Required task: Copy the listing below word for word, keeping every line as it is.

** start of Input **

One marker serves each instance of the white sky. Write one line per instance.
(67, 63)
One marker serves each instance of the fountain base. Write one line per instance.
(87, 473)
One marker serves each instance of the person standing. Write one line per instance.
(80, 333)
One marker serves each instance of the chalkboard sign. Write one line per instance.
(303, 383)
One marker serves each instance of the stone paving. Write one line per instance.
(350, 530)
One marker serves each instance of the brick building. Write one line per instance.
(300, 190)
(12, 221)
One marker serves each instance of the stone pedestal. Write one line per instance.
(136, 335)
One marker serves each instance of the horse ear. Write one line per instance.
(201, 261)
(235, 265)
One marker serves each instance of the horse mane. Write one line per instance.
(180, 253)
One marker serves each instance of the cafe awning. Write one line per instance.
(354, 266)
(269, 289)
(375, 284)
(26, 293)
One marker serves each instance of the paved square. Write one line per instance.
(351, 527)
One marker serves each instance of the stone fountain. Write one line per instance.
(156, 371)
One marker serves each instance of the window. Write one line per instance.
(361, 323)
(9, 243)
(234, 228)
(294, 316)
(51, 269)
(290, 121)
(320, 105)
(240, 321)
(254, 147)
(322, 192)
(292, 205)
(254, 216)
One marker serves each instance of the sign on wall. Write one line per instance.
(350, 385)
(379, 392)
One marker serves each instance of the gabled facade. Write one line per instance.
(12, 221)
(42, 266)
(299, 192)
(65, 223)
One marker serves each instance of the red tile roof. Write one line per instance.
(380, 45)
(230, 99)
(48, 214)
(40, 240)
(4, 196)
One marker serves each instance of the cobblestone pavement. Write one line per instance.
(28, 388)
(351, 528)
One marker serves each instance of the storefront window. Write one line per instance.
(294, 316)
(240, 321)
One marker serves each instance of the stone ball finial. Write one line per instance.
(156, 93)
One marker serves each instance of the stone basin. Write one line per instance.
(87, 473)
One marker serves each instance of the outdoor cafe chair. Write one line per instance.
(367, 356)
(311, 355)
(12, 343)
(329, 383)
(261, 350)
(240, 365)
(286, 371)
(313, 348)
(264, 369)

** end of Input **

Complete answer:
One marker serves each instance of the white sky. Write one line per instance.
(67, 63)
One marker serves each instance of the fountain base. Write one line per instance.
(87, 473)
One marker serves each instance of the person standing. Write one line per instance.
(80, 333)
One marker serves each instance of the chalkboard sign. Write one line per instance.
(303, 383)
One marker serves each instance of the stone paving. Write one line per instance.
(350, 530)
One marker serves each instance of the brick building. Write one line per instance.
(300, 190)
(12, 221)
One marker serves each instance of the stone pedestal. Write one line per instance.
(136, 335)
One marker serves each instance of the horse ear. Write one line per instance.
(201, 261)
(235, 265)
One marker serves each instance of the horse mane. Write one line per instance.
(180, 253)
One marker serves each instance of the cafe awning. Write one line per instance.
(354, 266)
(269, 289)
(375, 284)
(26, 293)
One marker serves each instance of the paved square. Write one line per instance.
(351, 527)
One marker serves each instance of the stone fountain. Write one line per instance.
(156, 371)
One marker serves each instance of the window. Write one line per instance.
(361, 323)
(9, 243)
(234, 228)
(294, 316)
(51, 269)
(290, 121)
(320, 105)
(240, 321)
(254, 147)
(322, 192)
(292, 205)
(254, 216)
One marker serves each instance of the sign on wall. Write one line per instance.
(350, 385)
(379, 392)
One marker serves each instance of the gabled facade. Write one line per instance.
(12, 221)
(42, 266)
(299, 192)
(65, 223)
One marker serves each instance of the red tile roof. Write one line per instance.
(380, 45)
(230, 99)
(48, 214)
(40, 240)
(4, 196)
One marker serves each instance of the cobblestone pavement. Write one line per instance.
(28, 388)
(351, 528)
One marker serves each instance of the storefront window. Write one line per instance.
(294, 316)
(240, 321)
One marker serves each instance of the stone ball finial. Write one line per instance.
(156, 93)
One marker serves each instance of the stone basin. Write one line per instance.
(87, 473)
One marker serves each instance of the outdoor cafe chair. Write one line per instance.
(367, 356)
(311, 355)
(12, 343)
(329, 383)
(261, 350)
(240, 365)
(286, 371)
(313, 348)
(264, 369)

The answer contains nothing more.